(Segmentation dataset rows)
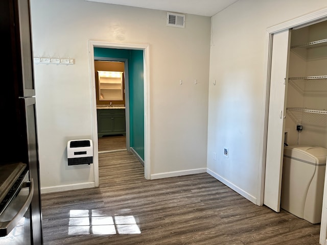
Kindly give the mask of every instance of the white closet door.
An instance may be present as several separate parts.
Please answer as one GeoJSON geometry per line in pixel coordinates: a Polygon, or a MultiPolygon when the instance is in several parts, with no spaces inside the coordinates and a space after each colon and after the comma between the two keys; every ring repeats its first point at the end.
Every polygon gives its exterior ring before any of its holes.
{"type": "Polygon", "coordinates": [[[276,212],[281,207],[281,189],[290,31],[273,34],[271,55],[264,204],[276,212]]]}

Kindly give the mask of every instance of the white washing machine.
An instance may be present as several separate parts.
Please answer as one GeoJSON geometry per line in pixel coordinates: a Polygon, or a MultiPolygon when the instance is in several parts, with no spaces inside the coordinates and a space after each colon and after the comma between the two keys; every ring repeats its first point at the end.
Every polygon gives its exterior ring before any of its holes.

> EXERCISE
Rewrite the lines of the rows above as a numbered list, skipping blank lines and leaving out the pictures.

> EXPECTED OUTPUT
1. Kindly give the mask of every instance of the white closet door.
2. An instance may be present as several separate parts.
3. Please answer as one GeoJSON geometry per line in pixel coordinates: a Polygon, or a MultiPolygon when the instance is in several parts, with no spaces inside the coordinates and a space after each colon and after the comma between the two keys; every ring repeats its first point at the end.
4. Every polygon gives its exterior ring before any of its holes.
5. {"type": "Polygon", "coordinates": [[[276,212],[281,207],[281,189],[290,31],[273,34],[271,55],[264,204],[276,212]]]}
6. Kindly give the mask of every instance of the white washing machine.
7. An instance may be present as several separate parts.
8. Please answer as one GeoJSON geometry per line in pixel coordinates: a Polygon, or a MultiPolygon when the instance is in several parts, with no spaces inside the coordinates and a space after each colon and after the comma between the two keys; every ring repeats its first point at the end.
9. Every polygon gives its exterior ring before any of its holes.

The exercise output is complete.